**PROVIDED DATA:**
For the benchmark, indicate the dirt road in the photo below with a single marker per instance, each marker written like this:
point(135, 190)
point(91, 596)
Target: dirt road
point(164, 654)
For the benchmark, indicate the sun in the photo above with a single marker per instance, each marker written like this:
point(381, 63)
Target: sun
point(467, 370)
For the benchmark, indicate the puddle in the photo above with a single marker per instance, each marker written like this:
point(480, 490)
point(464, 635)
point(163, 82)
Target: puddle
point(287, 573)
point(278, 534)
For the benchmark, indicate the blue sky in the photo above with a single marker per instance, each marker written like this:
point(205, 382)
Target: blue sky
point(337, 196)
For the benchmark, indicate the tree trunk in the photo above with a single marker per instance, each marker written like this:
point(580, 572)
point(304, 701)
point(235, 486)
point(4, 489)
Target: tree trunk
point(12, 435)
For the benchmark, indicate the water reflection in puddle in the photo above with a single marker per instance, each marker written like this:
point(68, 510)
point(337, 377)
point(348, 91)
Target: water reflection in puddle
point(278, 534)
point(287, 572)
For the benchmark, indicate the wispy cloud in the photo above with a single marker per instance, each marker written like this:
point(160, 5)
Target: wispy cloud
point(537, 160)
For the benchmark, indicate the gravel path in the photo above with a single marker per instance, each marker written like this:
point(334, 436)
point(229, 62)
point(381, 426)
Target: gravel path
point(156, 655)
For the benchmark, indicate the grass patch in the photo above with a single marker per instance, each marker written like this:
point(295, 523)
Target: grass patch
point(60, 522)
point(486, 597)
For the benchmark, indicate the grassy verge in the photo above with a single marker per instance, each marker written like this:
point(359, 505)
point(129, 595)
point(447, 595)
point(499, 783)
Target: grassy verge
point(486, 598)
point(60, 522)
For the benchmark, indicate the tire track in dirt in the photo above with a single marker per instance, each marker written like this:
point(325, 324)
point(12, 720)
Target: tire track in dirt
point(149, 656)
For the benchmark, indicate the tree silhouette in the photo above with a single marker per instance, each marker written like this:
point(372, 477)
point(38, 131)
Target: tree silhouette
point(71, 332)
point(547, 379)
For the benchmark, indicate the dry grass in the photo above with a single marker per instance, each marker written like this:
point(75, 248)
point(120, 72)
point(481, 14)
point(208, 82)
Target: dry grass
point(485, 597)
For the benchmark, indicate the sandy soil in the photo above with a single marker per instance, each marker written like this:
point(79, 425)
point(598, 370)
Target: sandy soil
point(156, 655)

**TASK PROMPT:** Please set out every line above as a numbered list, skipping any blank lines.

**EXPECTED OUTPUT:**
1. For the benchmark, indicate the dirt road in the photo below with a single marker per instance, each marker written like this:
2. point(135, 190)
3. point(91, 596)
4. Target: dirt road
5. point(164, 654)
6. For the benchmark, indicate the sun in the photo above with a single marker per instance, each marker written like this:
7. point(381, 63)
8. Target: sun
9. point(467, 370)
10. For the benchmark, indicate the puddle in the photo above with a single marker per instance, each marker written like this:
11. point(480, 490)
12. point(464, 635)
13. point(163, 82)
14. Target: puddle
15. point(287, 573)
16. point(278, 534)
17. For the benchmark, indicate the blue sky in the photo above with a single marker per instance, each marker written like this:
18. point(205, 382)
19. Target: blue sky
20. point(337, 196)
21. For the benchmark, indicate the tree trunk in the photo above with a single marker per instance, each marker written like this:
22. point(580, 572)
23. point(304, 701)
24. point(235, 486)
25. point(4, 489)
26. Target: tree trunk
27. point(12, 435)
28. For the benchmark, indicate the water reflection in puddle in the photo above with a single marker per instance, each marker written like this:
29. point(68, 510)
30. point(337, 377)
31. point(348, 91)
32. Target: water reflection in puddle
33. point(278, 534)
34. point(287, 572)
35. For the benchmark, indicate the wispy cloud in the photo above with a single marker per instance, each marker written like this:
36. point(160, 5)
37. Target: wispy cloud
38. point(537, 160)
39. For the benchmark, indicate the gravel path in the photo above with a single marker per instance, each marker written like this:
40. point(334, 436)
41. point(229, 62)
42. point(381, 426)
43. Target: gravel path
44. point(156, 655)
45. For the benchmark, indicate the grass patch in the photo above with a single marker per instance, each marker written like this:
46. point(295, 523)
47. Target: grass patch
48. point(60, 522)
49. point(486, 597)
50. For the benchmark, indicate the grassy verge in the photo above with a single marker per instance, each marker written like this:
51. point(359, 505)
52. point(129, 595)
53. point(447, 595)
54. point(499, 783)
55. Target: grassy verge
56. point(486, 598)
57. point(60, 522)
58. For the benchmark, indicate the tire track in dirt in the photo above with a single marker per instance, each marker written like this:
59. point(325, 324)
60. point(12, 720)
61. Target: tire track in dirt
62. point(149, 656)
63. For the benchmark, indicate the tree silhouette in the photo above with a single marker per instance, each marker written like this:
64. point(372, 477)
65. point(38, 131)
66. Target: tree silhouette
67. point(71, 332)
68. point(547, 379)
69. For the benchmark, indicate the dry grass in the photo above with a single marker per instance, each marker written like this:
70. point(75, 248)
71. point(120, 72)
72. point(481, 14)
73. point(208, 82)
74. Target: dry grass
75. point(485, 597)
76. For the benchmark, indicate the sandy soil in the photo above with a single marker per instance, each marker written like this:
77. point(79, 425)
78. point(598, 370)
79. Target: sandy soil
80. point(156, 655)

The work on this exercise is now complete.